• _Exercise_
Write out the lines below as a numbered list, skipping any blank lines. Leave the pictures out of your answer.

---------- Working data ----------

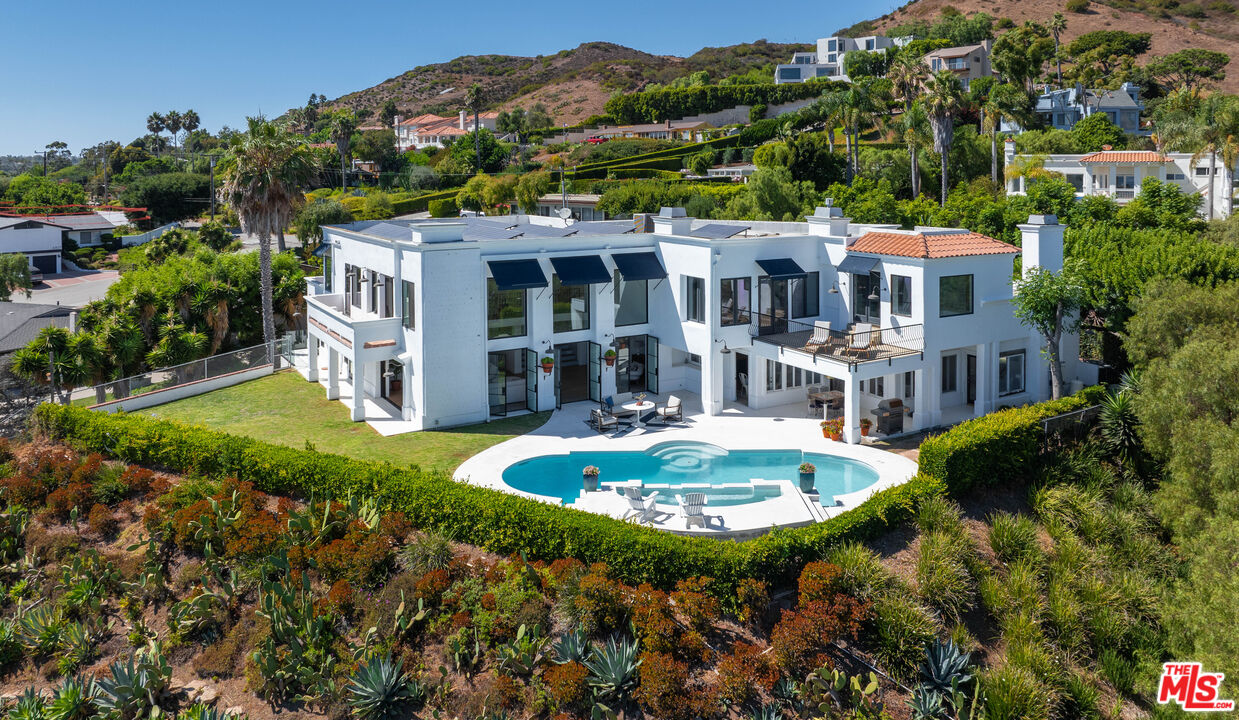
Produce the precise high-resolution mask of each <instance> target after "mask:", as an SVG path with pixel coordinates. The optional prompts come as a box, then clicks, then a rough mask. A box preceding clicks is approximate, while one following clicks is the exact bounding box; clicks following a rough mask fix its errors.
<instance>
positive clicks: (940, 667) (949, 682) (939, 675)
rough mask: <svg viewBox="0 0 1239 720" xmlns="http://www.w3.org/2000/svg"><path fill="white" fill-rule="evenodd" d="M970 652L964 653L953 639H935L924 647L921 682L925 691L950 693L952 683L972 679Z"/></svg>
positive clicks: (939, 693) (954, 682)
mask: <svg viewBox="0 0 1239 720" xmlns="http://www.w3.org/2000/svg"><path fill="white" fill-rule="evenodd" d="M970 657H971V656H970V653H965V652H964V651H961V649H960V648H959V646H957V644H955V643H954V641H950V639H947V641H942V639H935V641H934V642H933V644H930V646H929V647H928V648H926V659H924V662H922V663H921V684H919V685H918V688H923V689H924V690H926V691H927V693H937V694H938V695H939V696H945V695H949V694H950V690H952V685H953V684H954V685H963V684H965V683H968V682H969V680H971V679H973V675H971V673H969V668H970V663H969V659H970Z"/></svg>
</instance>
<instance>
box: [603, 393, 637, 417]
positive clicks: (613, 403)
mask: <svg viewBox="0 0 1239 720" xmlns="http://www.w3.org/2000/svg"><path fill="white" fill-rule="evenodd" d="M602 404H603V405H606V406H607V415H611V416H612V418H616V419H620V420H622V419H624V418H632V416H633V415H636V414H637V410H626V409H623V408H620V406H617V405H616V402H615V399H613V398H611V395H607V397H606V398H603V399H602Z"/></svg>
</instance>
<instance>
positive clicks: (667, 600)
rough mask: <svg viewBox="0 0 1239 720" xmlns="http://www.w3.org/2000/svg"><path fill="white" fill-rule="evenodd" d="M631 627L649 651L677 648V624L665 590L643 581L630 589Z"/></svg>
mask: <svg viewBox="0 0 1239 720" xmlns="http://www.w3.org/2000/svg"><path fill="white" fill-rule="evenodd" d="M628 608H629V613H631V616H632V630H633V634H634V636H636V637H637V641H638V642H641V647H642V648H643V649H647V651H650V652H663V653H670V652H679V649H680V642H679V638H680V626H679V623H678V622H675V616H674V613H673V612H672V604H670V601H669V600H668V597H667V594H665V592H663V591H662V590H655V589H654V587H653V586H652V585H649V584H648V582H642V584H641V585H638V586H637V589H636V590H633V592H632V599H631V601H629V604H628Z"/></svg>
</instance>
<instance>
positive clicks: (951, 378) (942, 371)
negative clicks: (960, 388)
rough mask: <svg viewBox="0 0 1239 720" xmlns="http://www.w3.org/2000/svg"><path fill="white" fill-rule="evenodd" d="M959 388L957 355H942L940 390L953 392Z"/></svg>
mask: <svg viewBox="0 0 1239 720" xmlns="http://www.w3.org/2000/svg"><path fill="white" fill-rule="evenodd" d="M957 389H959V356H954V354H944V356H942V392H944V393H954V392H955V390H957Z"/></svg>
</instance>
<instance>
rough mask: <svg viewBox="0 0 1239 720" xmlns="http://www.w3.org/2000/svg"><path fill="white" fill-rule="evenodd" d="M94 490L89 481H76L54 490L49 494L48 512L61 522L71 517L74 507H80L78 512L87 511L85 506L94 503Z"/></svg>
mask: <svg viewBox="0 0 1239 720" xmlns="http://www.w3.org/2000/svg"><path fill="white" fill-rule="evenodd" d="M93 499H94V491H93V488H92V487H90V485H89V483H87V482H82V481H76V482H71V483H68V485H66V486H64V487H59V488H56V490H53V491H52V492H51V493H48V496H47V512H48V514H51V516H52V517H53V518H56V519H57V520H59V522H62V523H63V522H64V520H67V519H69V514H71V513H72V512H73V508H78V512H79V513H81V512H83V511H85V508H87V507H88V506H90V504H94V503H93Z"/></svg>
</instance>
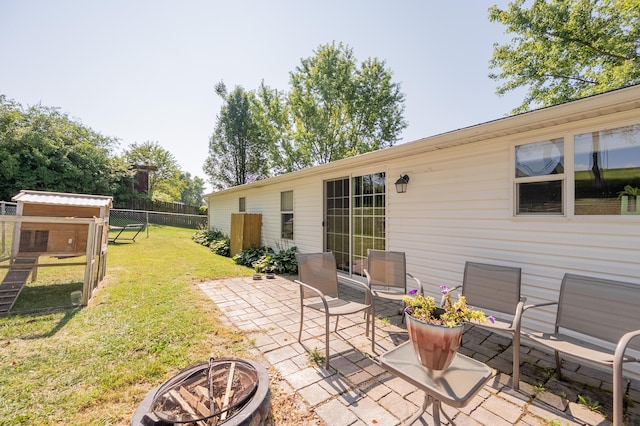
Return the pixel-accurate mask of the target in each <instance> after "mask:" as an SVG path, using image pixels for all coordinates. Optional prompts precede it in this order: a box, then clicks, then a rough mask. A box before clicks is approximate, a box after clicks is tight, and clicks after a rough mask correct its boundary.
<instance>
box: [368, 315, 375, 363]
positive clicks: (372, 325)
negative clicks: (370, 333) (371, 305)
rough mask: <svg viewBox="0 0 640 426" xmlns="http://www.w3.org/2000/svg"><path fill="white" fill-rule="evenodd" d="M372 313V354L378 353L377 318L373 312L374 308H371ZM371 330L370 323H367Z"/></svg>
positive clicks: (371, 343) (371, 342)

----------

• _Output for this task_
1. Produce the precise high-resolution mask of each <instance> target after "mask:", as an SVG path with pixel coordinates. The optional prompts come as a box, then clicks, then a rough mask. A box preceding clicks is approximate, while one following clicks is the exact bounding box; clicks following a rough mask fix its errors.
2. <instance>
3. positive clicks: (940, 667) (949, 682) (939, 675)
4. rough mask: <svg viewBox="0 0 1239 720" xmlns="http://www.w3.org/2000/svg"><path fill="white" fill-rule="evenodd" d="M970 652L964 653L953 639H935L924 647L921 682L925 691L950 693L952 683L972 679Z"/></svg>
5. positive clicks: (939, 693) (954, 682)
6. mask: <svg viewBox="0 0 1239 720" xmlns="http://www.w3.org/2000/svg"><path fill="white" fill-rule="evenodd" d="M970 657H971V656H970V653H965V652H964V651H961V649H960V648H959V646H957V644H955V643H954V641H950V639H947V641H942V639H935V641H934V642H933V644H930V646H929V647H928V648H926V659H924V662H922V663H921V684H919V685H918V688H923V689H924V690H926V691H927V693H937V694H938V695H939V696H945V695H949V694H950V690H952V685H953V684H954V685H963V684H965V683H968V682H969V680H971V679H973V675H971V673H969V668H970V663H969V659H970Z"/></svg>
7. </instance>
8. <instance>
9. box: [603, 393, 637, 417]
10. positive clicks: (613, 403)
11. mask: <svg viewBox="0 0 1239 720" xmlns="http://www.w3.org/2000/svg"><path fill="white" fill-rule="evenodd" d="M602 404H603V405H606V406H607V415H611V416H612V418H616V419H620V420H622V419H624V418H632V416H633V415H636V414H637V410H626V409H623V408H620V406H617V405H616V402H615V399H613V398H611V395H607V397H606V398H603V399H602Z"/></svg>
12. </instance>
13. <instance>
14. positive clicks: (667, 600)
15. rough mask: <svg viewBox="0 0 1239 720" xmlns="http://www.w3.org/2000/svg"><path fill="white" fill-rule="evenodd" d="M631 627L649 651L677 648V624L665 590L643 581L630 589Z"/></svg>
16. mask: <svg viewBox="0 0 1239 720" xmlns="http://www.w3.org/2000/svg"><path fill="white" fill-rule="evenodd" d="M628 608H629V613H631V616H632V630H633V634H634V636H636V637H637V641H638V642H641V647H642V648H643V649H647V651H650V652H663V653H670V652H679V649H680V642H679V638H680V626H679V623H678V622H675V616H674V613H673V612H672V604H670V601H669V600H668V597H667V594H665V592H663V591H662V590H655V589H654V587H653V586H652V585H649V584H648V582H642V584H641V585H638V586H637V589H636V590H633V592H632V599H631V601H629V604H628Z"/></svg>
17. </instance>
18. <instance>
19. positive clicks: (951, 378) (942, 371)
20. negative clicks: (960, 388)
21. rough mask: <svg viewBox="0 0 1239 720" xmlns="http://www.w3.org/2000/svg"><path fill="white" fill-rule="evenodd" d="M959 388L957 355H942L940 390L953 392Z"/></svg>
22. mask: <svg viewBox="0 0 1239 720" xmlns="http://www.w3.org/2000/svg"><path fill="white" fill-rule="evenodd" d="M957 389H959V356H954V354H944V356H942V392H944V393H954V392H955V390H957Z"/></svg>
23. </instance>
24. <instance>
25. rough mask: <svg viewBox="0 0 1239 720" xmlns="http://www.w3.org/2000/svg"><path fill="white" fill-rule="evenodd" d="M94 490L89 481H76L54 490L49 494L48 512L61 522L71 517L74 507H80L78 512L87 511L85 506L94 503Z"/></svg>
26. mask: <svg viewBox="0 0 1239 720" xmlns="http://www.w3.org/2000/svg"><path fill="white" fill-rule="evenodd" d="M93 499H94V491H93V488H92V487H90V485H89V483H87V482H82V481H76V482H71V483H68V485H66V486H64V487H59V488H56V490H53V491H52V492H51V493H48V496H47V512H48V514H51V516H52V517H53V518H56V519H57V520H59V522H62V523H63V522H64V520H67V519H69V514H71V513H72V512H73V508H78V512H79V513H81V512H83V511H85V508H87V507H88V506H90V504H94V503H93Z"/></svg>
27. </instance>
28. Return the pixel-accurate mask of the target in each <instance> after "mask:" as an SVG path, using image pixels for all coordinates. Optional prompts precede it in this order: a box, then clicks, then a rough mask. A box before clicks is approximate, a box after clicks is tight, and clicks after a rough mask correct its boundary.
29. <instance>
30. box: [368, 315, 375, 363]
31. positive clicks: (372, 325)
32. negative clicks: (370, 333) (371, 305)
33. rough mask: <svg viewBox="0 0 640 426" xmlns="http://www.w3.org/2000/svg"><path fill="white" fill-rule="evenodd" d="M372 313V354L378 353L377 318L373 312L374 308H371ZM371 330L370 323H367Z"/></svg>
34. positive clicks: (371, 343) (371, 342)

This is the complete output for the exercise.